**What you have to do**
Word for word, return every record.

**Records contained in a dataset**

----------------------------------------

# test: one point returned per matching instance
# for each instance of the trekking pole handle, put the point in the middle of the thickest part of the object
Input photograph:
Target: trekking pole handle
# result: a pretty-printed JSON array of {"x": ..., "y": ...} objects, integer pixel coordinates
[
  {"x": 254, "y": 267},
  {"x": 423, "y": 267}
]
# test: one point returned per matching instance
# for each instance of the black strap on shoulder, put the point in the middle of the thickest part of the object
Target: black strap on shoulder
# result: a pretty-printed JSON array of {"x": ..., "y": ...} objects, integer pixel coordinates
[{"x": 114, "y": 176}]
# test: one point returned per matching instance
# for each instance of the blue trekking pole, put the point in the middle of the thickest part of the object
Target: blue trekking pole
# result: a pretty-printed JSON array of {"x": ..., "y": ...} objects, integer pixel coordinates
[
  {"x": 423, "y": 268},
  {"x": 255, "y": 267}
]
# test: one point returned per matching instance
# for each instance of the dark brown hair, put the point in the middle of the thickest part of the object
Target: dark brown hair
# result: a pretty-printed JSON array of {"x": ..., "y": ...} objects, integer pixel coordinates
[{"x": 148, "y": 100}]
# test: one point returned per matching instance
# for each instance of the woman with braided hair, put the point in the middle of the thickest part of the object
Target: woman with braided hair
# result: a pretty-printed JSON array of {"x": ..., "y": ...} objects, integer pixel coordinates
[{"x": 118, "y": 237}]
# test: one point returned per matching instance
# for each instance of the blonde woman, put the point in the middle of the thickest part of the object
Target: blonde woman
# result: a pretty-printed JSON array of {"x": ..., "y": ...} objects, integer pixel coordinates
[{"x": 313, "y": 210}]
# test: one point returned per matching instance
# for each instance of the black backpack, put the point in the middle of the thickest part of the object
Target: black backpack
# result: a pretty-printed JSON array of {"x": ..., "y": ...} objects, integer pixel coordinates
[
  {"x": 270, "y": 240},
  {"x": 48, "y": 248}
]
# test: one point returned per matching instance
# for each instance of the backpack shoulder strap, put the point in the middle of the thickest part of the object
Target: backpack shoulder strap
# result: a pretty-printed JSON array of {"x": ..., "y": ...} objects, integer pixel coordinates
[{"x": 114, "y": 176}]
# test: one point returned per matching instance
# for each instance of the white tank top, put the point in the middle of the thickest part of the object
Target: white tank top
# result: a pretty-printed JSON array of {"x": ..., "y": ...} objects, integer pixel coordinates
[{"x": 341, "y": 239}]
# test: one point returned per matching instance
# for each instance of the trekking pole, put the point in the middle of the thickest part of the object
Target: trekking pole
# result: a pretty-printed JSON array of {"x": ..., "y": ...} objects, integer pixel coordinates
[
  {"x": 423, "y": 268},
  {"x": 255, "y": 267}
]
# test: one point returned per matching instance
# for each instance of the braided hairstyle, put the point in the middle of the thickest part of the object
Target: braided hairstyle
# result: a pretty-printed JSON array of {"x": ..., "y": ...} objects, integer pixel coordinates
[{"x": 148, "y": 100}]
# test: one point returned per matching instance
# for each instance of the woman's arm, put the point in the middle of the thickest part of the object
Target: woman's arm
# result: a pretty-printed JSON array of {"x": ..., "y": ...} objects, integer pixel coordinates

----------------------------------------

**Answer box**
# test: one point returned per matching instance
# for each instance of the trekking pole handle, put the point in the middle of the thickest part of the object
Input photograph:
Target: trekking pole handle
# result: a pretty-printed JSON array of {"x": ..., "y": ...} objects, integer pixel coordinates
[
  {"x": 254, "y": 267},
  {"x": 423, "y": 267}
]
# test: one point returned per matching instance
# for each instance of the black strap on shoulder, put the point in the middle of the thickest part of the object
Target: black strap on shoulder
# result: a pretty-printed JSON array of {"x": ..., "y": ...} objects, integer pixel coordinates
[{"x": 114, "y": 176}]
# test: one point returned per matching instance
# for each instance of the blue trekking pole, put the point in the middle of the thickest part of the object
Target: blue trekking pole
# result: a pretty-printed JSON array of {"x": ..., "y": ...} objects, integer pixel coordinates
[
  {"x": 423, "y": 268},
  {"x": 255, "y": 267}
]
# test: one point returned per matching instance
# for each instance of the dark brown hair, put the point in the middle of the thickest part of the object
Target: dark brown hair
# result: a pretty-printed JSON array of {"x": ..., "y": ...} objects, integer pixel coordinates
[{"x": 148, "y": 100}]
# test: one point returned per matching instance
# for each instance of the woman with braided hair, put the point in the middle of the thickest part of the object
Target: woman with braided hair
# result: a pretty-printed JSON array of {"x": ..., "y": ...} objects, integer pixel coordinates
[{"x": 118, "y": 237}]
# test: one point returned per matching instance
# for each instance of the blonde woman, put the point in the middle of the thickest part of the object
Target: blonde woman
# result: a pretty-printed JSON array of {"x": ..., "y": ...} objects, integer pixel coordinates
[{"x": 313, "y": 210}]
# test: one point returned per matching instance
# for each instance of the black backpack, put the point in the middle of the thickest part of the object
Target: black backpack
# result: a pretty-printed JSON array of {"x": ..., "y": ...} objects, integer pixel coordinates
[
  {"x": 270, "y": 240},
  {"x": 48, "y": 248}
]
# test: one point returned per matching instance
# for each instance of the backpack shoulder strap, put the point in the middle of the thickest part of the object
Target: backpack shoulder strap
# result: a pretty-printed JSON array of {"x": ..., "y": ...} objects, integer pixel coordinates
[{"x": 114, "y": 176}]
# test: one point returned per matching instance
# for each instance of the white tank top, put the point in the middle of the thickest part of the object
Target: white tank top
# result: a pretty-printed JSON array of {"x": ..., "y": ...} objects, integer pixel coordinates
[{"x": 341, "y": 239}]
# test: one point returned per matching instance
# for each instance of the trekking pole, put the point in the middle of the thickest part of the object
Target: trekking pole
# result: a pretty-printed JSON array of {"x": ..., "y": ...} objects, integer pixel coordinates
[
  {"x": 423, "y": 268},
  {"x": 255, "y": 267}
]
# test: one point returned per matching instance
# for each instance of the braided hairstyle, put the point in the middle of the thickest part of the object
Target: braided hairstyle
# result: a pretty-printed JSON array of {"x": ..., "y": ...} objects, integer pixel coordinates
[{"x": 148, "y": 100}]
# test: one point returned per matching instance
# for each instance of the woman's arm, put the point in the middle of the thickest part of the object
Target: woman's arm
# result: a pretty-printed JSON array of {"x": ..., "y": ...} objects, integer pixel coordinates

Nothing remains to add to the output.